そのうちに彼女が俳優だと気づいた。屋根裏部屋にシーツを張って、16ミリフィルムの母の作品をそこに映して見たのが最初だよ。母のダンサーになる夢が叶(かな)った「パリの恋人」が特に好きかな。
彼女がどれだけすごい人だったかを実感したのは亡くなってから。外面や内面の美しさだけでなく、晩年の人道的な活動が人々の心に強く残ったからだと思う。
子どものころ夕食を残すと「世界中にこれだけ食べ物のない子どもたちがいるのに」と言われた。「私も戦争中にチューリップの球根や豆でできたパンを食べたし、飢餓を経験したのよ」と。戦争体験は母に身体的にも精神的にも大きな影響を与えた。両親の離婚で父に捨てられた喪失感も強くあった。そうした経験があったからこそ、母はユニセフで子どもや女性のために活動をしたのだろう。

提供資料:
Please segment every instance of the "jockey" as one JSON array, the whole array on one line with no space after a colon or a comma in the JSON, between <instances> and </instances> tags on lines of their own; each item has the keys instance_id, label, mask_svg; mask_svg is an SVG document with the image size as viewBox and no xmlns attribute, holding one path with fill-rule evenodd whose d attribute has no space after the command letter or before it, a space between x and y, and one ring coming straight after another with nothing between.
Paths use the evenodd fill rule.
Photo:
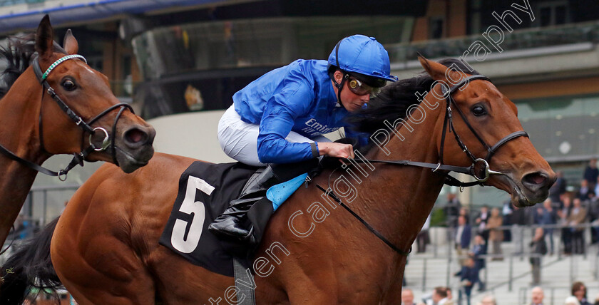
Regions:
<instances>
[{"instance_id":1,"label":"jockey","mask_svg":"<svg viewBox=\"0 0 599 305\"><path fill-rule=\"evenodd\" d=\"M353 157L351 145L332 143L322 135L342 127L348 113L365 107L387 81L396 81L390 72L389 55L374 38L346 37L328 62L298 59L233 95L233 105L218 124L220 146L229 157L255 166L322 155ZM210 232L247 239L246 212L279 182L270 166L252 176L240 198L209 226Z\"/></svg>"}]
</instances>

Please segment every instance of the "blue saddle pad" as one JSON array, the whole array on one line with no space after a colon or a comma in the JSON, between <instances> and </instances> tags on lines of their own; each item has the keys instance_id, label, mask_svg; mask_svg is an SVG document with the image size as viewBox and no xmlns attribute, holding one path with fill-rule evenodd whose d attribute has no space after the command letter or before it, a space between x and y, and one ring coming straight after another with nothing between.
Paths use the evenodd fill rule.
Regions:
<instances>
[{"instance_id":1,"label":"blue saddle pad","mask_svg":"<svg viewBox=\"0 0 599 305\"><path fill-rule=\"evenodd\" d=\"M272 210L276 210L306 181L307 173L302 174L290 180L273 185L266 191L266 197L272 202Z\"/></svg>"}]
</instances>

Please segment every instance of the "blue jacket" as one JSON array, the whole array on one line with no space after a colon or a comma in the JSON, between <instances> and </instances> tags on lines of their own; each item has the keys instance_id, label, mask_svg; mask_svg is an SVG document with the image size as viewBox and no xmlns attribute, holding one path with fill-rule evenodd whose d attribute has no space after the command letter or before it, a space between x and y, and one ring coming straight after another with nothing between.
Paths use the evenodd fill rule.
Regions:
<instances>
[{"instance_id":1,"label":"blue jacket","mask_svg":"<svg viewBox=\"0 0 599 305\"><path fill-rule=\"evenodd\" d=\"M261 162L312 158L309 143L285 140L290 132L314 138L343 125L348 112L337 103L327 65L327 61L299 59L268 72L233 95L241 120L260 125Z\"/></svg>"}]
</instances>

設問 1: 母の思い出を語った文章によれば、母は戦争中にどんなパンを食べたと語っていますか。
設問 2: 母の思い出を語った文章を、最後の文のあとから続けて書いてください。

解答 1: チューリップの球根や豆でできたパンです。

解答 2:
母は仕事と家庭を持ちながら、自分の力で成功を切り開いた女性の先駆者でもある。「ティファニーで朝食を」で演じたホリー・ゴライトリーのように。それまでの豊満で金髪というハリウッドのセックスシンボルではなく、自らの個性を生かして、女性にも男性にも好かれる「新しいタイプの女性像」を築いたんだ。
母は神殿に暮らすスターではなく、アパートの同じ階に暮らしているような女性だ。黒いドレスのシンプルな装いで外の世界に出かけていく。私たちと同じ「普通の人」だからこそ、ここまで多くの人に愛されてきた。彼女の哲学を映画から感じてもらえればと思う。